▸ Your objective
Would you transcribe each of the entries exactly, with nothing added or dropped?

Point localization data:
+ + + +
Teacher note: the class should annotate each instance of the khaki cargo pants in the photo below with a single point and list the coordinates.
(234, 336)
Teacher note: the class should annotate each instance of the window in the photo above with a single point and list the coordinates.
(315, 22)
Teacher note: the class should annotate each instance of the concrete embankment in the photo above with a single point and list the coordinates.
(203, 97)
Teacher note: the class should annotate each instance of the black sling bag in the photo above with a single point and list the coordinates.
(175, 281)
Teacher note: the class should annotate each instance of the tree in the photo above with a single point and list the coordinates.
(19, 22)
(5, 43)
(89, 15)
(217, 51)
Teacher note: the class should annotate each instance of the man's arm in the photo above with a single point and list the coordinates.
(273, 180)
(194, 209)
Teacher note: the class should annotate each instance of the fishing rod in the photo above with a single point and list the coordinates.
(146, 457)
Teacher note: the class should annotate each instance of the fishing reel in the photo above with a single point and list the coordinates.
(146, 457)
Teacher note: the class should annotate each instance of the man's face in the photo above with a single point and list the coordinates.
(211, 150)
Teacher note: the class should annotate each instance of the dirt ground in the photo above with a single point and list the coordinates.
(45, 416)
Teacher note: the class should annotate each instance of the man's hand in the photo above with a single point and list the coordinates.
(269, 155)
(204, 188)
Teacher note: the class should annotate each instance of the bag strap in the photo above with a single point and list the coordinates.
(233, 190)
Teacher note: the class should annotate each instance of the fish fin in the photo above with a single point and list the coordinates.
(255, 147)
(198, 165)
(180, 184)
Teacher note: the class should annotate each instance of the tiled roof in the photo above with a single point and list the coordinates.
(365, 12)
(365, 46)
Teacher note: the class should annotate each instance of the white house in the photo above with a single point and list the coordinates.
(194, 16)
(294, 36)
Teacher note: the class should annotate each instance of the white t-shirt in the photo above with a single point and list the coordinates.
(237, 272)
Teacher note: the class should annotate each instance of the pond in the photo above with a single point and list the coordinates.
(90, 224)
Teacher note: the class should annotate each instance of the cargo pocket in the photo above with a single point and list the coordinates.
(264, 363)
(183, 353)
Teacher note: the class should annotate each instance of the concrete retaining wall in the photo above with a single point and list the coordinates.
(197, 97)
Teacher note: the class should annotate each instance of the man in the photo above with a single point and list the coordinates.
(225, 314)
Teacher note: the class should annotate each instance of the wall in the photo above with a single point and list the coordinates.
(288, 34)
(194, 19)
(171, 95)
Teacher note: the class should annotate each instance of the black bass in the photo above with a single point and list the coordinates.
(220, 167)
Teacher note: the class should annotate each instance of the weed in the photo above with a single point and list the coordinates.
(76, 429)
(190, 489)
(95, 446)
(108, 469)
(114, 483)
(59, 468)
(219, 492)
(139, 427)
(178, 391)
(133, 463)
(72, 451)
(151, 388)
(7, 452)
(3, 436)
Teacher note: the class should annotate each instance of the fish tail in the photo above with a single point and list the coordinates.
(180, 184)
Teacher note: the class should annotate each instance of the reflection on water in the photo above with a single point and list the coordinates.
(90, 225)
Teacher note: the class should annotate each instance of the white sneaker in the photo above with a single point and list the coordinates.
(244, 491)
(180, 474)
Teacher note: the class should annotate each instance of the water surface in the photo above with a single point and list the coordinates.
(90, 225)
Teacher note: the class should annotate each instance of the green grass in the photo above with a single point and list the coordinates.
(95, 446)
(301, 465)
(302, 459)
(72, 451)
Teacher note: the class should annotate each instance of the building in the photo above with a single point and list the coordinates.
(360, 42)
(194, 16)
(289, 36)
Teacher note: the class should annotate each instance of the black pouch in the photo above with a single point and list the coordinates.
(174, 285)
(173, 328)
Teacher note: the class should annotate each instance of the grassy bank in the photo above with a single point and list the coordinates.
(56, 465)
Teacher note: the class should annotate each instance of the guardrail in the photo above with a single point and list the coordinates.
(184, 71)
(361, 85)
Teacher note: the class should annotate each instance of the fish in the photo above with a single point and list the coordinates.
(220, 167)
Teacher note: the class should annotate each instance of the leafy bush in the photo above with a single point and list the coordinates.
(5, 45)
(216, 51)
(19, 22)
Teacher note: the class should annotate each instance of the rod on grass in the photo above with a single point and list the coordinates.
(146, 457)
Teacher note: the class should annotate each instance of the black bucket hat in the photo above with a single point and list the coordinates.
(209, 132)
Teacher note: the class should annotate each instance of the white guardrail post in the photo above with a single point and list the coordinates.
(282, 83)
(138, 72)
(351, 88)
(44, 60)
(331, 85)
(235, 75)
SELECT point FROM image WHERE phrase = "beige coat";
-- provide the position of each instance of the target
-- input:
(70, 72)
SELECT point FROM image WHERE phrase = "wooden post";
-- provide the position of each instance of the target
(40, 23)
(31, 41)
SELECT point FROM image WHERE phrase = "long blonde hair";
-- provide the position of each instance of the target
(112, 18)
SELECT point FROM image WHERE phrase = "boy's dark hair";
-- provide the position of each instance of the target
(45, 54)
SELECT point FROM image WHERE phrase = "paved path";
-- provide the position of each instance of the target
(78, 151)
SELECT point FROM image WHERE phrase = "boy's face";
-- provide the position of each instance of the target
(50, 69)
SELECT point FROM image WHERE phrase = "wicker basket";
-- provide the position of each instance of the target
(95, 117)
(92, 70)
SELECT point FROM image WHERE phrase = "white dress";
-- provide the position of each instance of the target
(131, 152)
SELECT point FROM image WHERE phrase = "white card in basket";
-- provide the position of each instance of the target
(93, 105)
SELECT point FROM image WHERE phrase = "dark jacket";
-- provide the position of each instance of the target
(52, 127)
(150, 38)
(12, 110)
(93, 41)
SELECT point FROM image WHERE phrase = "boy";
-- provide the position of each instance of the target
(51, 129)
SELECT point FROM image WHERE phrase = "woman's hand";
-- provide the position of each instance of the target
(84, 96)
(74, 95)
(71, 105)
+ + + +
▸ Task response
Teacher note: the class should annotate each instance of the khaki cargo pants in the photo below with a single point and list the coordinates.
(234, 336)
Teacher note: the class should annotate each instance of the window in the photo above with a single point and list the coordinates.
(315, 22)
Teacher note: the class should annotate each instance of the concrete embankment in the photo above with a single point and list the coordinates.
(203, 97)
Teacher note: the class should annotate each instance of the black sling bag in the photo above with a single point and list the coordinates.
(175, 281)
Teacher note: the class should annotate each instance of the tree in the photo above with a single point and list the coordinates.
(19, 22)
(5, 43)
(89, 15)
(217, 51)
Teacher note: the class should annotate each instance of the man's arm in the photo above with a single point and list the coordinates.
(273, 180)
(194, 209)
Teacher note: the class should annotate each instance of the fishing rod in the photo above with a single point and list the coordinates.
(146, 457)
Teacher note: the class should annotate each instance of the fishing reel in the photo above with a single point and list the coordinates.
(146, 457)
Teacher note: the class should annotate each instance of the man's face in the photo above with a single point and list the coordinates.
(211, 150)
Teacher note: the class should annotate each instance of the dirt ground in the photo above with a single point and list the coordinates.
(45, 416)
Teacher note: the class should annotate each instance of the man's hand in the photo above with a single point and list the coordinates.
(269, 155)
(204, 188)
Teacher note: the class should annotate each instance of the bag strap in the photo above with a single point and list the coordinates.
(233, 190)
Teacher note: the class should annotate each instance of the fish fin in the photo above with a single point and list the coordinates.
(255, 147)
(198, 165)
(180, 184)
Teacher note: the class should annotate each instance of the tiled roof in the photo above with a single point and list the coordinates.
(365, 12)
(365, 46)
Teacher note: the class should annotate each instance of the white house in the photo above with a single point and list the coordinates.
(194, 16)
(294, 36)
Teacher note: the class should annotate each instance of the white t-shirt in the photo above with a single point and list the coordinates.
(237, 272)
Teacher note: the class should annotate each instance of the pond in the photo above with a single point and list the coordinates.
(90, 224)
Teacher note: the class should annotate each instance of the cargo pocket in the photo above with a single point and list the coordinates.
(264, 363)
(183, 353)
Teacher note: the class should annotate each instance of the concrete retaining wall in the photo above with a single point and list the coordinates.
(197, 97)
Teacher note: the class should annotate each instance of the man in the photo above with a single point and list the coordinates.
(225, 314)
Teacher note: the class should annotate each instance of the wall in the photo above with a single point and list the coordinates.
(288, 34)
(194, 19)
(171, 95)
Teacher note: the class should annotate each instance of the black bass in the photo above with a single point and list the coordinates.
(220, 167)
Teacher note: the class should annotate each instance of the weed in the photo above with a single point and list the coordinates.
(76, 429)
(190, 489)
(95, 446)
(108, 469)
(114, 483)
(59, 468)
(219, 492)
(139, 427)
(178, 391)
(133, 463)
(72, 451)
(151, 388)
(7, 452)
(3, 436)
Teacher note: the class should annotate each instance of the fish tail in the photo above with a single point and list the coordinates.
(180, 184)
Teacher note: the class should annotate each instance of the reflection on water in the photo above with a single point and list the coordinates.
(90, 225)
Teacher note: the class should annotate each instance of the white sneaker in the photo above with a single point and list the coordinates.
(244, 491)
(180, 474)
Teacher note: the class should annotate each instance of the water surface in the photo above with a single point and list the coordinates.
(90, 225)
Teacher note: the class should annotate each instance of the green grass in the photo above with a single point and list the coordinates.
(95, 446)
(301, 465)
(302, 459)
(72, 451)
Teacher note: the class should annotate each instance of the building in the photo above with a single point and list the coordinates.
(360, 42)
(194, 16)
(289, 36)
Teacher note: the class should annotate each instance of the black pouch in the photo above with a single point and list the coordinates.
(174, 285)
(173, 328)
Teacher note: the class should annotate each instance of the grassy bank in the photo above with a single point and list the coordinates.
(56, 465)
Teacher note: the class should annotate each instance of the guardrail in the photo above with a single point and list the coordinates.
(184, 71)
(361, 85)
Teacher note: the class should annotate each instance of the fish in the photo above with a single point and list the coordinates.
(220, 167)
Teacher note: the class should annotate each instance of the leafy bush in the photo above with a single point and list the coordinates.
(5, 45)
(216, 51)
(19, 22)
Teacher note: the class should annotate each instance of the rod on grass in the photo above with a single point and list the coordinates.
(146, 457)
Teacher note: the class should annotate each instance of the black bucket hat in the photo above with a single point and list the coordinates.
(209, 132)
Teacher note: the class should annotate each instance of the white guardrail post in the photo above with a single point and list the coordinates.
(282, 83)
(138, 72)
(351, 88)
(44, 60)
(331, 85)
(235, 75)
SELECT point FROM image WHERE phrase = "beige coat";
-- provide the position of each instance of the target
-- input:
(70, 72)
SELECT point FROM image WHERE phrase = "wooden post";
-- provide the position of each instance of the target
(40, 23)
(31, 41)
SELECT point FROM image WHERE phrase = "long blonde hair";
-- provide the position of each instance of the target
(112, 18)
SELECT point FROM image WHERE phrase = "boy's dark hair";
-- provide the position of each instance of the target
(45, 54)
SELECT point FROM image WHERE phrase = "paved path";
-- provide the position of each instance of the target
(78, 151)
SELECT point FROM image WHERE phrase = "boy's face";
-- provide the position of each instance of the target
(50, 69)
SELECT point FROM image WHERE phrase = "wicker basket";
-- provide the position of each instance of the target
(95, 117)
(92, 70)
SELECT point FROM image WHERE phrase = "white dress";
-- provide the position of each instance of the target
(131, 152)
SELECT point FROM image WHERE phrase = "white card in basket";
-- provide the position of each instance of the target
(93, 105)
SELECT point FROM image WHERE phrase = "dark jacket";
-- provide the position of each instance of the target
(52, 127)
(150, 38)
(12, 110)
(93, 41)
SELECT point FROM image WHERE phrase = "boy";
-- provide the position of each instance of the target
(51, 129)
SELECT point FROM image WHERE phrase = "woman's hand";
-- provide the position of each instance of the target
(84, 96)
(74, 95)
(71, 105)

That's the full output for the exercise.